WHAT YOU ARE ASKED TO DO: Write out the lines of the listing below verbatim, everything from the line containing "34, row 655." down to the line containing "column 58, row 25", both included.

------ MATERIAL TO PROCESS ------

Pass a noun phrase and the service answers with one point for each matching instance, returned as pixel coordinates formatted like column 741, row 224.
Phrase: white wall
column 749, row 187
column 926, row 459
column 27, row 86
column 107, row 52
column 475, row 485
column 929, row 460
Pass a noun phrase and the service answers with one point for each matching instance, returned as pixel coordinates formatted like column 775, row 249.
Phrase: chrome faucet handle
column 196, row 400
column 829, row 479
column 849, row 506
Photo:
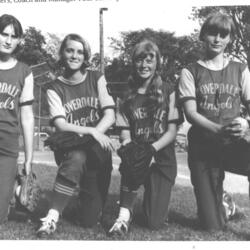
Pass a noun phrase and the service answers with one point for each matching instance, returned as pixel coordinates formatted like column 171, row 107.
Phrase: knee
column 78, row 157
column 154, row 223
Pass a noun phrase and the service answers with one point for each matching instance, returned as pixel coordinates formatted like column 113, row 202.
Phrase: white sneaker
column 120, row 227
column 47, row 228
column 48, row 224
column 229, row 205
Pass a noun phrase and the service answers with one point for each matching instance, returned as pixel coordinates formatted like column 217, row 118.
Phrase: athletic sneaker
column 48, row 227
column 229, row 205
column 120, row 227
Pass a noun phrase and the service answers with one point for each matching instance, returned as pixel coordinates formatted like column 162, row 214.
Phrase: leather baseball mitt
column 136, row 159
column 65, row 140
column 28, row 191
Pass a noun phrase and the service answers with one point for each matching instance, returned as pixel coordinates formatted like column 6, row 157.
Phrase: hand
column 232, row 130
column 105, row 142
column 125, row 142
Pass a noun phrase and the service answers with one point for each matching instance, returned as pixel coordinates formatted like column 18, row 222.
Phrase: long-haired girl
column 211, row 91
column 16, row 98
column 149, row 113
column 79, row 102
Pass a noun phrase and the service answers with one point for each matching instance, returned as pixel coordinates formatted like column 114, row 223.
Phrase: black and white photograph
column 125, row 123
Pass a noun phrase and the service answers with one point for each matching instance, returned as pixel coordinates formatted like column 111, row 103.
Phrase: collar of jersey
column 66, row 81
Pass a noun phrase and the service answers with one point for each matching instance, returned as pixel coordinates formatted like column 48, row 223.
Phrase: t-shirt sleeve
column 175, row 114
column 106, row 100
column 245, row 85
column 186, row 86
column 56, row 109
column 27, row 94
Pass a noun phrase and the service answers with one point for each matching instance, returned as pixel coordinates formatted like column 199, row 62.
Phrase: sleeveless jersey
column 148, row 123
column 11, row 84
column 80, row 101
column 218, row 93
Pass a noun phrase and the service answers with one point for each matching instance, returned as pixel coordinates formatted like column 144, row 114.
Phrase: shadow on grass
column 182, row 223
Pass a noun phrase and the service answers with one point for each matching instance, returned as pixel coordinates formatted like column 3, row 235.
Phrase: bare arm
column 170, row 135
column 27, row 121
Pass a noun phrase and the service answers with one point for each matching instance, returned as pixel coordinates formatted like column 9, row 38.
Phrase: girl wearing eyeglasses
column 211, row 91
column 149, row 113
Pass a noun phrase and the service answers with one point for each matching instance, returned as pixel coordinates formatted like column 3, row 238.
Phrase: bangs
column 144, row 50
column 219, row 25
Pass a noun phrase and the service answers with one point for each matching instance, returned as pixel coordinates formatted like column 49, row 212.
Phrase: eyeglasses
column 148, row 59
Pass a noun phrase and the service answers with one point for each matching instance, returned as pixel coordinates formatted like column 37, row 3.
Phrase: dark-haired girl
column 149, row 113
column 79, row 102
column 212, row 90
column 16, row 98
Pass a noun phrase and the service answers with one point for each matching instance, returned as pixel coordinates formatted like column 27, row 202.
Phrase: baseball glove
column 136, row 159
column 65, row 140
column 28, row 191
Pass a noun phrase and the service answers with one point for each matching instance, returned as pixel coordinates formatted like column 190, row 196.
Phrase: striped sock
column 61, row 196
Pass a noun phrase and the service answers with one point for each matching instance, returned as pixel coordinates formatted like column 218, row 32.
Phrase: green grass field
column 182, row 224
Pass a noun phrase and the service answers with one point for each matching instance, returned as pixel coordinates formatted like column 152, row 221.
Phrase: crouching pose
column 16, row 98
column 79, row 102
column 212, row 91
column 149, row 113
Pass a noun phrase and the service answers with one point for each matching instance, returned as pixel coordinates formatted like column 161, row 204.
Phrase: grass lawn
column 182, row 224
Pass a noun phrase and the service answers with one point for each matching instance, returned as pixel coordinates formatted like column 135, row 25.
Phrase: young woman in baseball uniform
column 79, row 102
column 211, row 91
column 149, row 113
column 16, row 98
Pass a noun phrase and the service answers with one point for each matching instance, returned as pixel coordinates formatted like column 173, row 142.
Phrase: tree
column 240, row 48
column 32, row 50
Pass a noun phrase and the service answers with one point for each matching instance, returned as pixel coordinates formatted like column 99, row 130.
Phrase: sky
column 82, row 16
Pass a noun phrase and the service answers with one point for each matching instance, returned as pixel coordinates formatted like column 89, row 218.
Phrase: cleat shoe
column 229, row 205
column 48, row 227
column 120, row 227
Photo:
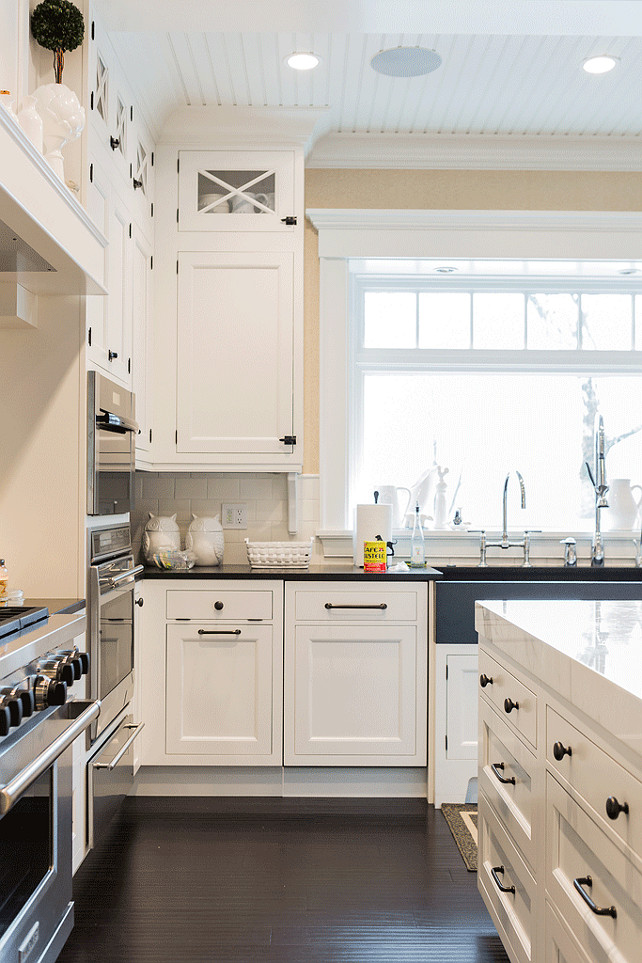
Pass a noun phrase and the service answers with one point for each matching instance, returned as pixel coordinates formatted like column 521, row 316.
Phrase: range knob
column 49, row 692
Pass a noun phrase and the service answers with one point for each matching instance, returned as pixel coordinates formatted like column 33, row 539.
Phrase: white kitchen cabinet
column 456, row 724
column 212, row 674
column 219, row 689
column 236, row 191
column 142, row 340
column 355, row 682
column 235, row 354
column 109, row 319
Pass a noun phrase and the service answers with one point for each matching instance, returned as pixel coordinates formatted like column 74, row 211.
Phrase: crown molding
column 475, row 152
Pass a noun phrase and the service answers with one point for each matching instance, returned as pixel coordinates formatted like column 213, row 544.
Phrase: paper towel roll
column 370, row 521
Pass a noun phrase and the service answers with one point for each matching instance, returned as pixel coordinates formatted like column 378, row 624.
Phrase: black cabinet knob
column 28, row 702
column 15, row 711
column 614, row 808
column 57, row 694
column 560, row 750
column 5, row 721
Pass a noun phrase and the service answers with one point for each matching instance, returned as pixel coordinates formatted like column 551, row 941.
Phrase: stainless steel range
column 39, row 720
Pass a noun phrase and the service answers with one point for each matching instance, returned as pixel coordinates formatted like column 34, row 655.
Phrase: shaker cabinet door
column 235, row 353
column 223, row 690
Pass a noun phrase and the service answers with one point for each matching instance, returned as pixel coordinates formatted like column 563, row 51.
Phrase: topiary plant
column 58, row 25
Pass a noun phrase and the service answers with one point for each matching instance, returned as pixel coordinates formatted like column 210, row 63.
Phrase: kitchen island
column 560, row 777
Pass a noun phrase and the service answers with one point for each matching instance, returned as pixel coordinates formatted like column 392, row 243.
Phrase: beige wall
column 439, row 190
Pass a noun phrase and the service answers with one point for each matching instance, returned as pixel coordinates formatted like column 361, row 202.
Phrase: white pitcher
column 389, row 495
column 623, row 506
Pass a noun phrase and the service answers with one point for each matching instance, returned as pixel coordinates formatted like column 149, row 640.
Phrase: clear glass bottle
column 417, row 543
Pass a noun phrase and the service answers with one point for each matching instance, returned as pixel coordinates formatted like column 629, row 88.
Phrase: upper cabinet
column 229, row 296
column 254, row 191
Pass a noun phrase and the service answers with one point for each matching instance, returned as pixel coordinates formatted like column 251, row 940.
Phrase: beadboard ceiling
column 510, row 74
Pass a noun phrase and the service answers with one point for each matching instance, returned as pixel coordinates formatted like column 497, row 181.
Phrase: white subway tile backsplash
column 187, row 487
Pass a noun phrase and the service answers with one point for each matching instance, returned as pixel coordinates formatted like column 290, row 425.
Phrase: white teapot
column 161, row 531
column 205, row 539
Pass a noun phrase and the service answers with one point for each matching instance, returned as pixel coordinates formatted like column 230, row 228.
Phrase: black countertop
column 332, row 572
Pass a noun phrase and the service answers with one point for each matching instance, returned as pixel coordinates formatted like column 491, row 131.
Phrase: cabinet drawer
column 500, row 865
column 343, row 602
column 577, row 852
column 511, row 698
column 220, row 605
column 597, row 778
column 509, row 778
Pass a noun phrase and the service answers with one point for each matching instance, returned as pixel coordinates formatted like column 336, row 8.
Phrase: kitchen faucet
column 505, row 541
column 601, row 488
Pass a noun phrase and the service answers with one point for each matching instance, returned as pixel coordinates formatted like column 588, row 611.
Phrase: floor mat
column 462, row 820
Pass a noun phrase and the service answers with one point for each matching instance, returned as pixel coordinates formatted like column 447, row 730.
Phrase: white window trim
column 345, row 234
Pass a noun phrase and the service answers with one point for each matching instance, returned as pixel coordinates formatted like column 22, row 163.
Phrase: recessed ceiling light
column 405, row 61
column 600, row 65
column 303, row 61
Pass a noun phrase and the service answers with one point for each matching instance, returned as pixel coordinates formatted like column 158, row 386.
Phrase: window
column 482, row 376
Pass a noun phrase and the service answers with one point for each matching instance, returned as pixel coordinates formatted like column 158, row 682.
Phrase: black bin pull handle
column 500, row 886
column 495, row 766
column 380, row 605
column 579, row 885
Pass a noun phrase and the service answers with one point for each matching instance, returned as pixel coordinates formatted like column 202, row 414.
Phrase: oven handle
column 112, row 765
column 12, row 791
column 136, row 570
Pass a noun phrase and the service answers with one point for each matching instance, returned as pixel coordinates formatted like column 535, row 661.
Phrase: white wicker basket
column 279, row 554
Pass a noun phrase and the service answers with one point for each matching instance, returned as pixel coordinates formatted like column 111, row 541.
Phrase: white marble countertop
column 589, row 653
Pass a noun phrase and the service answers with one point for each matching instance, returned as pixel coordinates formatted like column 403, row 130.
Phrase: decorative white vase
column 63, row 120
column 31, row 121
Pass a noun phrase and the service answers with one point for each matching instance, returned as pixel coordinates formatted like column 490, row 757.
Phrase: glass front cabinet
column 236, row 190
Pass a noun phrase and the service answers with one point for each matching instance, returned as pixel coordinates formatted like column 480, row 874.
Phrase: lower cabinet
column 456, row 724
column 355, row 675
column 220, row 692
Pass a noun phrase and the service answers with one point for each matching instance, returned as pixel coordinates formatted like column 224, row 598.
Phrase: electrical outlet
column 234, row 516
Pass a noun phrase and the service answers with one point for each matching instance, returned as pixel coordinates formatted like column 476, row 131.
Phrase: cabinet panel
column 235, row 352
column 353, row 696
column 219, row 694
column 235, row 190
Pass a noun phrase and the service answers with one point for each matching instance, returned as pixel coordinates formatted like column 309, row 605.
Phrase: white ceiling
column 511, row 70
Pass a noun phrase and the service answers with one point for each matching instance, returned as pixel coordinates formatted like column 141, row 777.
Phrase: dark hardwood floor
column 289, row 881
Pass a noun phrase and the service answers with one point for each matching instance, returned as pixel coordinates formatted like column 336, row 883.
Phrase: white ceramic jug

------

REPLY TO THE TASK:
Pass a noun phrase and the service answers with one point for each matching instance, returned as pixel coordinates formatted like column 34, row 655.
Phrase: shaker cabinet door
column 235, row 353
column 223, row 690
Pass a noun phrase and the service answers with one point for each matching instance, returned as pixel coordinates formatted like column 563, row 51.
Phrase: topiary plant
column 58, row 25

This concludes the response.